Ukraine has rejected a temporary ceasefire proposed by Russian President Vladimir Putin. The Russian leader has asked Ukraine to comply with a 36-hour ceasefire to mark Orthodox Christmas, but Kyiv has refused to reciprocate.
Putin ordered Sergei Shoigu, the Russian defense minister, to impose the ceasefire and command troops to cease fighting over Christmas Day, which is celebrated on January 7th by Russian Orthodox Christians as well as by many Ukrainian Orthodox.
The ceasefire is scheduled to start at 12:00 am Moscow time but will mean little now that Kyiv has rejected the temporary pause in fighting.
Ceasefire in Ukraine?
A statement issued by the Kremlin says that Putin agreed to a ceasefire after hearing an appeal from the head of the Russian Orthodox Church, Patriarch Kirill. The Russian church leader reportedly urged the President to consider a temporary truce to allow Orthodox Christians to celebrate Christmas and pray.
The Kremlin’s statement says: “Taking into consideration the appeal by [Kirill], the president hereby instructs the minister of defense of the Russian Federation to impose a ceasefire regime along the entire line of contact in Ukraine.”

Records in a dataset
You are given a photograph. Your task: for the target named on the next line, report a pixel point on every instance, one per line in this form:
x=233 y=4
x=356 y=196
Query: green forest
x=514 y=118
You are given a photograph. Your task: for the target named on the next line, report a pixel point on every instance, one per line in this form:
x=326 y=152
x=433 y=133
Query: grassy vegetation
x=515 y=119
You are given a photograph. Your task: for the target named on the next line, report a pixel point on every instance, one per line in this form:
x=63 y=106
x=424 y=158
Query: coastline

--

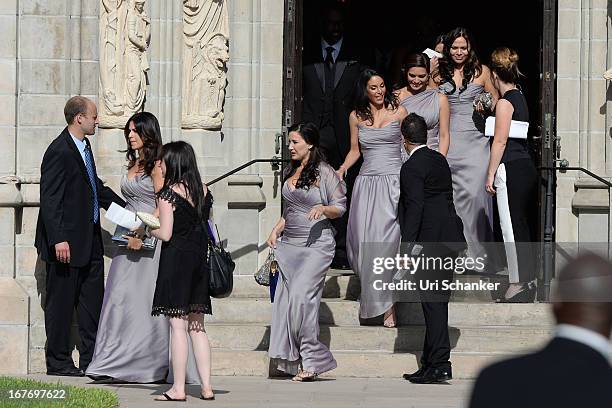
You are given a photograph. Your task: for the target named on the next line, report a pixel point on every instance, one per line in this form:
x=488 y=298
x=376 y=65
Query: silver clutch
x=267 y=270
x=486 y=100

==

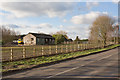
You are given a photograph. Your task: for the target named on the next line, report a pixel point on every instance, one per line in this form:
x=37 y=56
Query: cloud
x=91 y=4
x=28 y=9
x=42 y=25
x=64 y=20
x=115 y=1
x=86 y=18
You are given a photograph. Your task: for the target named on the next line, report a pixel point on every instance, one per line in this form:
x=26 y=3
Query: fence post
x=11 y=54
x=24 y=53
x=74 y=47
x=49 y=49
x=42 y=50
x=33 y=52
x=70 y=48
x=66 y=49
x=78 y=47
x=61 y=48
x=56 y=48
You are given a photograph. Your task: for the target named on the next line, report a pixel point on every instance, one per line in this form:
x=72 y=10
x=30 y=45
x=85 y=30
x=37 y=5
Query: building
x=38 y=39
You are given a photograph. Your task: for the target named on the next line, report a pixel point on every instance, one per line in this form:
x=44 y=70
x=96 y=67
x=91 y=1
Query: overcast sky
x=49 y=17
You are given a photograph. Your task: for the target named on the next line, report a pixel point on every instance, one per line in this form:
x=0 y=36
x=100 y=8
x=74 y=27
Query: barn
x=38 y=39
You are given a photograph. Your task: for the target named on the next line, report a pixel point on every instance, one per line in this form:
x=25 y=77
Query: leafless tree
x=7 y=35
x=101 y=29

Problems and tasks
1) Using the article on the Orthodox Christmas ceasefire, answer these:
(a) How many hours was the ceasefire Putin proposed meant to last?
(b) Whom did Putin order to impose the ceasefire?
(c) According to the Kremlin, whose appeal led Putin to agree to the ceasefire?
2) Summarize the article on the Orthodox Christmas ceasefire in two sentences.
3) Extend the article on the Orthodox Christmas ceasefire, continuing from its last sentence.

Answers to the exercises
1)
(a) 36 hours.
(b) Sergei Shoigu, the Russian defense minister.
(c) Patriarch Kirill, the head of the Russian Orthodox Church.

2) Putin proposed a 36-hour ceasefire to mark Orthodox Christmas, which falls on January 7th, and ordered defense minister Sergei Shoigu to impose it, but Kyiv refused to reciprocate. The Kremlin said Putin acted on an appeal from Patriarch Kirill, head of the Russian Orthodox Church, who reportedly urged a temporary truce so Orthodox Christians could celebrate Christmas and pray.

3)
According to the statement, Putin wants the ceasefire to take place so that “large numbers of Orthodox believers [who] reside in areas where hostilities are taking place” have an opportunity to honor the Christmas period.
In December, Putin hinted at the possibility of peace talks and said that Russia was “ready to negotiate with everyone involved about acceptable solutions.” However, he blamed Ukraine and the West for “refusing to negotiate.”
Ukraine has rejected the proposed ceasefire. Ukraine’s foreign minister, Dmytro Kuleba, commented on Twitter that Russia’s “current ‘unilateral ceasefire’ can not and should not be taken seriously.”
Mykhailo Podolyak, a Ukrainian politician who serves as an adviser to President Volodymyr Zelensky, called the proposed ceasefire an act of “hypocrisy.”
Podolyak tweeted that a “temporary truce” would only be possible if all Russian forces “leave the occupied territories.” He later added that Russia’s proposal was a “propaganda gesture” intended to make Russia seem more “humanistic” in the eyes of the West.
“I’m reluctant to respond [to] anything Putin says,” the US President commented. “I found it interesting. He was ready to bomb hospitals and nurseries and churches on the 25th and [on] New Year.”
Tatiana Stanovaya, the founder of R.Politik and a nonresident scholar at the Carnegie Endowment, has said that Putin’s ceasefire proposal could serve at least two Russian objectives.
According to R.Politik, it serves a propagandistic purpose in that Putin is seeking to portray a version of events wherein Russia “acts on the good side of history and fights for justice.”
Stanovaya and R.Politik also suspect that the Kremlin is anxious to avoid a significant military disaster on Christmas Day, following a major strike by Ukraine against Russian troops on New Year’s Day.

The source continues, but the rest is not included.